— start —

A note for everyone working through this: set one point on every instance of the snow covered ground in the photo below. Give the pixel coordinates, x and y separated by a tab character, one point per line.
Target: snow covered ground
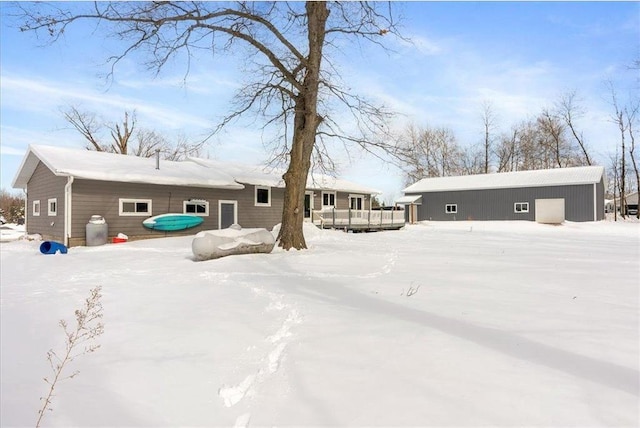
438	324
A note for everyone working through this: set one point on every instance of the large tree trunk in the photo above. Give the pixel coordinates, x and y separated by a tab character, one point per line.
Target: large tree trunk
306	123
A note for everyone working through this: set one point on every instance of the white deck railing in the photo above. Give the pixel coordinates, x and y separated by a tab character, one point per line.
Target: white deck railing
358	218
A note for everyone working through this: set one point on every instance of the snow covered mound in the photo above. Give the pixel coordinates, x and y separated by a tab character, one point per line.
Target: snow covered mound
213	244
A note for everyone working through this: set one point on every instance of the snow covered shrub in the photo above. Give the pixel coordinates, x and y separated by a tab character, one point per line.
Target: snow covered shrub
78	341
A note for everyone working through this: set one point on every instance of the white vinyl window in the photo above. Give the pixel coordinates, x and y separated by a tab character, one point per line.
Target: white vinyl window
356	202
262	196
521	207
196	206
328	199
135	207
52	206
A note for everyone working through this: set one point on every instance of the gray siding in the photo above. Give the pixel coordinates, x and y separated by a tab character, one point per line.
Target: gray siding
102	198
90	197
498	204
342	200
42	186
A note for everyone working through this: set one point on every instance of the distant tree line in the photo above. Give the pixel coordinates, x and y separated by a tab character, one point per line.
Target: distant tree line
552	139
126	138
12	207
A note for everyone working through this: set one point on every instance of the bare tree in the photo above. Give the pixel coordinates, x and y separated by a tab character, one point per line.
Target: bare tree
126	138
619	119
506	151
551	132
488	123
90	127
429	152
569	111
286	42
631	113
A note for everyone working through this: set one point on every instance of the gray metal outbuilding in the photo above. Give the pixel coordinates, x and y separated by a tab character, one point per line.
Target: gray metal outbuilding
573	194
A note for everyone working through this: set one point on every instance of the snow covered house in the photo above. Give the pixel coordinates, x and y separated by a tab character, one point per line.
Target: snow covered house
65	187
574	194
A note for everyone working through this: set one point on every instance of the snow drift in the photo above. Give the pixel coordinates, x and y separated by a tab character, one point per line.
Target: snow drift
214	244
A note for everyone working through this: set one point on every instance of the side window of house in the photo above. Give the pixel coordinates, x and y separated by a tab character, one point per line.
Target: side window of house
521	207
52	205
262	196
197	207
135	207
328	199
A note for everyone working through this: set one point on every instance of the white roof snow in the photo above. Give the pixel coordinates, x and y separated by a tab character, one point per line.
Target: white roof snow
408	200
265	176
504	180
197	172
92	165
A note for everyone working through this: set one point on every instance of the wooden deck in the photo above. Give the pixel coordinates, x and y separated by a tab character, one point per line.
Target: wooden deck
359	220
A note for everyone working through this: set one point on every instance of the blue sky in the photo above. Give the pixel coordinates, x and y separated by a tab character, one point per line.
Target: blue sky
519	56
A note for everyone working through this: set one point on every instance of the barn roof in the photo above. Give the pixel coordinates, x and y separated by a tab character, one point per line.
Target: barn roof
506	180
92	165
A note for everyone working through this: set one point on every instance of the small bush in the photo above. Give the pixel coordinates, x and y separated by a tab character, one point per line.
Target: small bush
79	341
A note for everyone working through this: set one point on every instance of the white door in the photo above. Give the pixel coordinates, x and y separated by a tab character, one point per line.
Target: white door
227	213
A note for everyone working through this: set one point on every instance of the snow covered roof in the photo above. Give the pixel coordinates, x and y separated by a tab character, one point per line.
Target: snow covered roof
92	165
264	176
197	172
535	178
408	200
244	173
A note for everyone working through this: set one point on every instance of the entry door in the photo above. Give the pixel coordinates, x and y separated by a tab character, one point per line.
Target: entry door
308	205
227	213
356	202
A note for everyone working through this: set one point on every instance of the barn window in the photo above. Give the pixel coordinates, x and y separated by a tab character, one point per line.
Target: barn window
196	206
135	207
521	207
328	199
52	205
263	196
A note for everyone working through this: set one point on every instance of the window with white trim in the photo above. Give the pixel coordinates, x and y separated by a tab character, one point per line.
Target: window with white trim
356	202
196	206
52	206
262	196
328	199
135	207
521	207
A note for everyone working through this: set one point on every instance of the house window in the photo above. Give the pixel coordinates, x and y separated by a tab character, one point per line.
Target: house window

— end —

■ What the exercise asks
Rewrite all the records above with every "pixel coordinates" changed to "image coordinates" and nothing else altered. Leave the pictures out.

■ Task response
A note for everyone working through this: set one point on every instance of the snow covered ground in the photo below. Give the image coordinates, x and y separated by a tab character, one point per line.
Target: snow covered ground
438	324
A note for everyone working through this: set one point on every instance of the large tree trunk in the photo above. Give the image coordinates, x and y separated by a tab character, one point per line.
Target: large tree trunk
306	123
A note for everyone working through this: set one point on every instance of the white deck railing in the photo above. Give the image coordinates, x and y separated by a tab character, one point per line.
Target: white deck railing
358	218
A note for everyone working through this: set one point on every instance of the snow covered mound in the photo above. Give the image coordinates, x and y separated by a tab character, one point per line.
Target: snow covered mound
213	244
A note for everyone working through this: set one point on every instance of the snow covered shrub in the photo above. Give the image coordinates, x and y separated by a tab character, one point per line.
Target: snow covered shrub
78	341
A note for everyone working through this: set one point on every instance of the white vinyl window in the photo above. Give the image coordinates, x and y separated by a tab character, one point per line.
Target: white vinyl window
356	202
262	196
521	207
196	206
328	199
135	207
52	206
A note for everyone working through this: set one point on every instance of the gray siding in the photo above. Give the image coordinates, x and y separated by a tab character, one point per line.
Target: gray siding
102	198
90	197
498	204
342	200
42	186
A note for everyone working through this: set one point on every instance of the distant tree line in the photo above. Give the image coordinates, x and y separated by a tab character, one point per line.
Target: distant tree line
552	139
126	138
12	207
A note for everyone working through this: set one point on every instance of the bare tree in the photo above. Give the image coordinates, x and y separated by a tab character, one point per line.
Target: bare tree
126	138
619	119
506	151
551	132
488	123
90	127
429	152
569	111
286	42
631	113
A note for everyone working through this: set one point on every instance of the gray metal outbuilding in the photo above. Give the image coordinates, x and y separated by a tab character, one point per line.
Target: gray metal outbuilding
573	194
A note for everyone working through this: set one point on every instance of the snow covered house in the photo above. Give the image coordinates, x and y separated by a tab character, one point per line.
Target: snow covered house
65	187
574	194
A note for everyone working through this: set one point on every instance of the snow drift in the photo above. Give the image coordinates, x and y separated by a tab character, one point per line.
Target: snow drift
214	244
A note for everyone working through this: set one point on every instance of the side window of house in the photo above. Give the image coordinates, x and y separated by a tab character, one point per line.
Target: side window of house
521	207
52	205
262	196
197	207
135	207
328	199
A note for everyone working through this: set one point on every instance of the white roof snow in the photo above. Give the image coordinates, x and y separated by a tab character, one point per line.
Target: white roof snow
408	200
265	176
504	180
197	172
92	165
A note for everyone working through this: set one point on every instance of the wooden deck in the photo above. Give the image coordinates, x and y separated by a tab character, one point per line.
Target: wooden deck
359	220
A note for everyone working through this: set one point on every instance of the blue sky in the photo above. Give the image coordinates, x and y separated by a tab character, one point per line.
Target: blue sky
519	56
A note for everyone working through this: set one point on every instance of the barn roof in the photo above. Give the image coordinates, x and y separated by a tab character, one point per line.
Target: barn roof
506	180
92	165
A note for everyone working through this: set one point on every instance of the small bush in the photo above. Give the image coordinates, x and y separated by a tab character, one point per line.
Target: small bush
79	341
A note for everyone working through this: set one point on every instance of the white door in the photo above. Give the image coordinates, x and y separated by a tab character, one point per line.
Target: white door
227	213
A note for everyone working through this: set one point on every instance of the snow covered roof in the photo above. Give the image coordinates, x and y separated by a tab character, one point per line.
Target: snow covered roof
92	165
264	176
197	172
535	178
408	200
244	173
A note for everyone working through this: set one point on every instance of the entry door in the photo above. Give the image coordinates, x and y separated by a tab character, one point per line.
Target: entry door
308	205
227	213
356	202
A note for everyone working through this: set one point on every instance of the barn window in the photo above. Give the image coordinates, x and y separated by a tab character, one point per line.
Target: barn window
196	206
135	207
521	207
328	199
52	205
263	196
A note for everyone working through this: set one point on every instance of the window with white trim in the photo above. Give the image coordinates, x and y separated by a tab character, one point per line.
Target: window with white trim
356	202
196	206
52	206
262	196
328	199
135	207
521	207
A note for everyone working through this: set one point on every instance of the house window in the photo above. Give the image coordinates, x and y separated by a tab character, one point per line.
Target: house window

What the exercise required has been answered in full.